A Crash Course in Recurring Monthly Revenue
CE Pro 100 attendees squirm in their seats - in envy and in discomfort - as they hear from successful security companies earning recurring monthly revenue.
Starting from $0 in recurring monthly revenue (RMR) in 2003, Pat Egan of Select Security in central Pennsylvania now makes $400,000 per month from contracts in alarm monitoring, service and inspection.
“That’s a whole lot of money in the bank before I do a single installation,” says Egan, who was among a panel of RMR high achievers at the CE Pro 100 Summit. Alex Dunn, CEO of Vivint, and Tim McKinney, group director of residential Custom Home Services for ADT, were the other panelists.
The information from the panel was not something many integrators want to hear for several reasons. First, many do not delve in the world of recurring revenue at all, so the enormous revenues certainly bred some jealousy. Second, the entry-level systems, sometimes as low as $199, sit at price points that many integrators deem disdainful.
Egan, who previously had a successful alarm company he sold in 1997, says the number of alarm accounts being paid for is in the mid-40s, meaning he could sell Select for approximately $16 million. But he is not stopping there.
The RMR income has allowed Select to make several acquisitions, including a fire inspection firm and a fire extinguisher company, both of which earn RMR from code-required inspection fees. Select is also starting to sell PERS systems that use cellular networks for monitoring so users are not tethered to the homes from a monitoring standpoint.

§ Provided data:
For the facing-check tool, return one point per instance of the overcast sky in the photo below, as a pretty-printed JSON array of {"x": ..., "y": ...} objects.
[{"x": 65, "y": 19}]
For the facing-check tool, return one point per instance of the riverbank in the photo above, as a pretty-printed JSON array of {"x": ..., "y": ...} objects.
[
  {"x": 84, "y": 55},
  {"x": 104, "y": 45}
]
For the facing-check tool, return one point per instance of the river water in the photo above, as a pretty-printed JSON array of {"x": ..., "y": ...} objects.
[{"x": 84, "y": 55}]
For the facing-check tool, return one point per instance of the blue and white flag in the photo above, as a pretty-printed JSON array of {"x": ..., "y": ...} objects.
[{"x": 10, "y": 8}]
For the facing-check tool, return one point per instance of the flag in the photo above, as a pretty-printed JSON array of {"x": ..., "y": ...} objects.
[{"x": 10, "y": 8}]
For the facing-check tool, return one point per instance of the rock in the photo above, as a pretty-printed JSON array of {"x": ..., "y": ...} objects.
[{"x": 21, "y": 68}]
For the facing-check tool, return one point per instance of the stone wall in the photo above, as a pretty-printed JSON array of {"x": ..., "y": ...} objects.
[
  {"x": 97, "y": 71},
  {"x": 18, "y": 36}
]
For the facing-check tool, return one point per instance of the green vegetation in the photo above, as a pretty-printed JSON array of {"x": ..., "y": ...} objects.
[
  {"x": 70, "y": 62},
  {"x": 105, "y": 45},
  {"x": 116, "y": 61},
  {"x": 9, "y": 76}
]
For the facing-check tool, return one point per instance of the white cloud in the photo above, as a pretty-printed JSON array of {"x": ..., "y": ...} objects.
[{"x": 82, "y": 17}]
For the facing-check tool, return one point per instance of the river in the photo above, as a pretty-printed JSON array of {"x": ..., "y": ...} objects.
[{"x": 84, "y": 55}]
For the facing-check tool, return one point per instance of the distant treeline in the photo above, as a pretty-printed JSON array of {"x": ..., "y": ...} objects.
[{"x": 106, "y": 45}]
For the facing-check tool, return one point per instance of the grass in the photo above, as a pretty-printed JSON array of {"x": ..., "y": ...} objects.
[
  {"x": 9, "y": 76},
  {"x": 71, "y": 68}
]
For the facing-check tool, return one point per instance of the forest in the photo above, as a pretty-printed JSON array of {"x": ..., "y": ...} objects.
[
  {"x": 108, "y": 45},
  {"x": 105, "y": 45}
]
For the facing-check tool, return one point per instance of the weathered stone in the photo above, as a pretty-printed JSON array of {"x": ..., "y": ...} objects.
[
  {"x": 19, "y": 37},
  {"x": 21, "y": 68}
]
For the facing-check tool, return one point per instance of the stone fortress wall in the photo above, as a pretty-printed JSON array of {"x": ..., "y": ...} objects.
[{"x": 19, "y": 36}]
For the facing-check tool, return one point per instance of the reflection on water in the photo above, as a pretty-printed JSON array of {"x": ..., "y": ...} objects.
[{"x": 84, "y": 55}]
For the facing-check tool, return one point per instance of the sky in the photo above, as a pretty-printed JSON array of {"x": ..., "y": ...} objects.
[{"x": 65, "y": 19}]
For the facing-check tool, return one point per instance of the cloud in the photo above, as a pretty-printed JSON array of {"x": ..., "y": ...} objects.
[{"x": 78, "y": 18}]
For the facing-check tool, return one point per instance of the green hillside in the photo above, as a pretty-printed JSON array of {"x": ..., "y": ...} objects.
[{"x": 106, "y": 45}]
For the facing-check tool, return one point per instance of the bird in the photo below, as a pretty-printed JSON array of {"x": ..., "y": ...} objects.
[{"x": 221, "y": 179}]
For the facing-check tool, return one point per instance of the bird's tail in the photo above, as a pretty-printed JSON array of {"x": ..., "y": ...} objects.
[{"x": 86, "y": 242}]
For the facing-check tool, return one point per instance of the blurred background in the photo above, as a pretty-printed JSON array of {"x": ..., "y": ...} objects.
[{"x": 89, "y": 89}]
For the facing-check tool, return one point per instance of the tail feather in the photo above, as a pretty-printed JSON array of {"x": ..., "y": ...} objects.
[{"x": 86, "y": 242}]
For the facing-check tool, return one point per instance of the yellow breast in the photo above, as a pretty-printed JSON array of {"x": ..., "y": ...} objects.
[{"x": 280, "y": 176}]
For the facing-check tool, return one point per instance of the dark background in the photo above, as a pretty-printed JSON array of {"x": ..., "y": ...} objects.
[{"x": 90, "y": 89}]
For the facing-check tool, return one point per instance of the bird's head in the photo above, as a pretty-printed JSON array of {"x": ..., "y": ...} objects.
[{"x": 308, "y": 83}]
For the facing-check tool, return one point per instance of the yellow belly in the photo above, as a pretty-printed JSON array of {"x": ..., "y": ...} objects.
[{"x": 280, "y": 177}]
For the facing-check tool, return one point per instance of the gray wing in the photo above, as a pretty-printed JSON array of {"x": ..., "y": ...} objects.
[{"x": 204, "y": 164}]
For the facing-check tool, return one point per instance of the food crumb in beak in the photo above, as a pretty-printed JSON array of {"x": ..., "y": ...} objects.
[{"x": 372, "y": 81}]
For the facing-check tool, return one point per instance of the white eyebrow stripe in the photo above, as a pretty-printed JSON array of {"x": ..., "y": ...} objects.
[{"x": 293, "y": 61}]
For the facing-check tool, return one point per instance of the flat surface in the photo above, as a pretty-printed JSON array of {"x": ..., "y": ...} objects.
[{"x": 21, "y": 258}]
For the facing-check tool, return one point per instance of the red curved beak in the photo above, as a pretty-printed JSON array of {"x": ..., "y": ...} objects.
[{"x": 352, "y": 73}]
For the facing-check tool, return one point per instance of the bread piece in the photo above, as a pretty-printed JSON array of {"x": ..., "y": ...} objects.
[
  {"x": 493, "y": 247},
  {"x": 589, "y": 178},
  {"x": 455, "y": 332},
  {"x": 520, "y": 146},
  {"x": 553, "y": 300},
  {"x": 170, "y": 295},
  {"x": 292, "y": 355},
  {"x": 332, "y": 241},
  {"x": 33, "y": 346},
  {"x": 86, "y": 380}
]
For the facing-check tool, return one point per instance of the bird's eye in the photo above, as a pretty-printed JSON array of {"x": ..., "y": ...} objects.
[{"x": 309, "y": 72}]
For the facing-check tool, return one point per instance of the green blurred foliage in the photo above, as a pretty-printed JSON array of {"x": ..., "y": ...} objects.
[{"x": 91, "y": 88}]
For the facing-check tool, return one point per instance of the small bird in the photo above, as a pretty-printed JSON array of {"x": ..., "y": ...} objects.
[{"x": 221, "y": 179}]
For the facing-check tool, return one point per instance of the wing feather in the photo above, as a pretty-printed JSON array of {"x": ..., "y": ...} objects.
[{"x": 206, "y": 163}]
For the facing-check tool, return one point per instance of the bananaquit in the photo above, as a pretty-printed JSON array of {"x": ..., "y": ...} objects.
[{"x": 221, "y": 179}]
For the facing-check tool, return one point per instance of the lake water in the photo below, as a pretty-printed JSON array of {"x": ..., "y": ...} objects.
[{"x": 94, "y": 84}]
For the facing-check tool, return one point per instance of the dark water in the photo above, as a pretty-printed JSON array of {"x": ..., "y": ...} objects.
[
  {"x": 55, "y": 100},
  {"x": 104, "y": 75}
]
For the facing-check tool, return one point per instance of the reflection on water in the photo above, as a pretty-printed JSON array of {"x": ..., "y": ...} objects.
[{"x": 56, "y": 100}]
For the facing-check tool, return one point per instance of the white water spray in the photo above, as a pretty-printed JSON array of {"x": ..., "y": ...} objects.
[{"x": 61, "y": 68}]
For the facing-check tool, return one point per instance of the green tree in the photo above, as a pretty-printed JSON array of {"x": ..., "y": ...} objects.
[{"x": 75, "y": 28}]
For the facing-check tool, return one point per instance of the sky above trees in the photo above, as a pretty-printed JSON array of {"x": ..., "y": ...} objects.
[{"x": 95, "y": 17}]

§ Exercise aim:
Repeat the passage from the article on recurring monthly revenue from "Starting from $0" up to and including "integrators deem disdainful.". The records have nothing to do with the text.

§ In response:
Starting from $0 in recurring monthly revenue (RMR) in 2003, Pat Egan of Select Security in central Pennsylvania now makes $400,000 per month from contracts in alarm monitoring, service and inspection.
“That’s a whole lot of money in the bank before I do a single installation,” says Egan, who was among a panel of RMR high achievers at the CE Pro 100 Summit. Alex Dunn, CEO of Vivint, and Tim McKinney, group director of residential Custom Home Services for ADT, were the other panelists.
The information from the panel was not something many integrators want to hear for several reasons. First, many do not delve in the world of recurring revenue at all, so the enormous revenues certainly bred some jealousy. Second, the entry-level systems, sometimes as low as $199, sit at price points that many integrators deem disdainful.